* _Selected excerpt_:
◆ ◆ ◆
The Federal Reserve released its annual bank stress test after the market close Thursday. All 34 large banks tested remained well above their risk-based minimum capital requirements, and the Fed announced no restrictions relating to dividends and buybacks. With the dismal state of the economy through soaring inflation and record low consumer sentiment these tests were keenly watched. Banks suffered slightly more hypothetical losses in the 2022 severe test than last year, posting $612 billion in projected losses as capital ratios fell to 9.7%.
The stress tests help ensure that large banks can support the economy during economic downturns, estimating their losses, revenue, and capital levels under hypothetical scenarios. Banks are bound by their stress capital buffer (SCB) framework in terms of returning cash to shareholders. However, if they have excess capital, dividend and buyback increases are now allowed.
- The 2022 stress test shows that large banks have sufficient capital to absorb more than $600 billion in losses and continue lending to households and businesses under stressful conditions.
◆ ◆ ◆
* _To do_: Extract the passage of the bank stress test article from "- The 2022 stress" up to and including "under stressful conditions.", word for word.
◆ ◆ ◆
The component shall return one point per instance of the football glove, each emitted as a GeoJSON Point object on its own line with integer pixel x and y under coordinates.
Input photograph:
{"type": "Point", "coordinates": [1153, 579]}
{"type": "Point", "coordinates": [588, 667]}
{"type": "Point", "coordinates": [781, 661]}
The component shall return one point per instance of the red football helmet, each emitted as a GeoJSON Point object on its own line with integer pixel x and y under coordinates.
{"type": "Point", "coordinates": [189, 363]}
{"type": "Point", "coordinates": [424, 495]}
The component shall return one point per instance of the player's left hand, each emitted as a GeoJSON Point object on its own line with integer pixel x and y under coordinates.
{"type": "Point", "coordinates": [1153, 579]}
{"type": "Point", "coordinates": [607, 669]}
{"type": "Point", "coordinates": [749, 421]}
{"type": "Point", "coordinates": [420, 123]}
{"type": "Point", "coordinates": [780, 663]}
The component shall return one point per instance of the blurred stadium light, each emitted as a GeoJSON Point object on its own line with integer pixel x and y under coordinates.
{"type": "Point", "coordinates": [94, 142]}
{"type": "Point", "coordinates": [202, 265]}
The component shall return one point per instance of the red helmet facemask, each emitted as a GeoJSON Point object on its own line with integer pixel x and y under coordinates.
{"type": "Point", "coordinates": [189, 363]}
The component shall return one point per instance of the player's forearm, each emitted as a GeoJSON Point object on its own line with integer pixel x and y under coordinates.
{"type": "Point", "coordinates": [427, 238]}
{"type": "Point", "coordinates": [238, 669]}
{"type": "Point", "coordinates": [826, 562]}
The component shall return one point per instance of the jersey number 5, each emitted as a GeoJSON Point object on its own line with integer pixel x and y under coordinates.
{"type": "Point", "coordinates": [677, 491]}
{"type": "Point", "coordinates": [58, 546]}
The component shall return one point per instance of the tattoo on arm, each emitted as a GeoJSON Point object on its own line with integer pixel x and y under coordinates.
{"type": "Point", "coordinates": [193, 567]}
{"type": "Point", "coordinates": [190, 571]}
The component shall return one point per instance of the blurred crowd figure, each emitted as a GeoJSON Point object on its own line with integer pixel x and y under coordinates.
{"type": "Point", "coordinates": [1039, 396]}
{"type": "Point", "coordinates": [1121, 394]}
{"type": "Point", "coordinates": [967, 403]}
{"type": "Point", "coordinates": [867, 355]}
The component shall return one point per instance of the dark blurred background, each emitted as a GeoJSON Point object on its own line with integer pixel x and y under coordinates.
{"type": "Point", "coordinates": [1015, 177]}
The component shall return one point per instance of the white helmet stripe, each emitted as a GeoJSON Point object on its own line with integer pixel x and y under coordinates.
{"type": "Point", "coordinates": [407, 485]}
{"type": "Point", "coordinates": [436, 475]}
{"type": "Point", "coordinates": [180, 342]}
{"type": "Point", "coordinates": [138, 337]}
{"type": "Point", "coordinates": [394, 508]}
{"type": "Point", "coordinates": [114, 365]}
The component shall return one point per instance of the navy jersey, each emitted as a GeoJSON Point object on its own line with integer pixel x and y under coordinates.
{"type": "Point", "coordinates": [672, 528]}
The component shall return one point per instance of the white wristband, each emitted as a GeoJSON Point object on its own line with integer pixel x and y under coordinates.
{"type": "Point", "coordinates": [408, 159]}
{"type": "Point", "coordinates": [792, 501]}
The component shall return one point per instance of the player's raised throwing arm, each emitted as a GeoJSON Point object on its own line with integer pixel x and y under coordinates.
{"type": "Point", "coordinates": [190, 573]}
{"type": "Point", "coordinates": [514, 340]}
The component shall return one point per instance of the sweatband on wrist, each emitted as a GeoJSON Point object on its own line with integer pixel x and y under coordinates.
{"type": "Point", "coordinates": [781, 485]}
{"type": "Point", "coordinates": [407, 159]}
◆ ◆ ◆
* _Solution to this exercise_:
- The 2022 stress test shows that large banks have sufficient capital to absorb more than $600 billion in losses and continue lending to households and businesses under stressful conditions.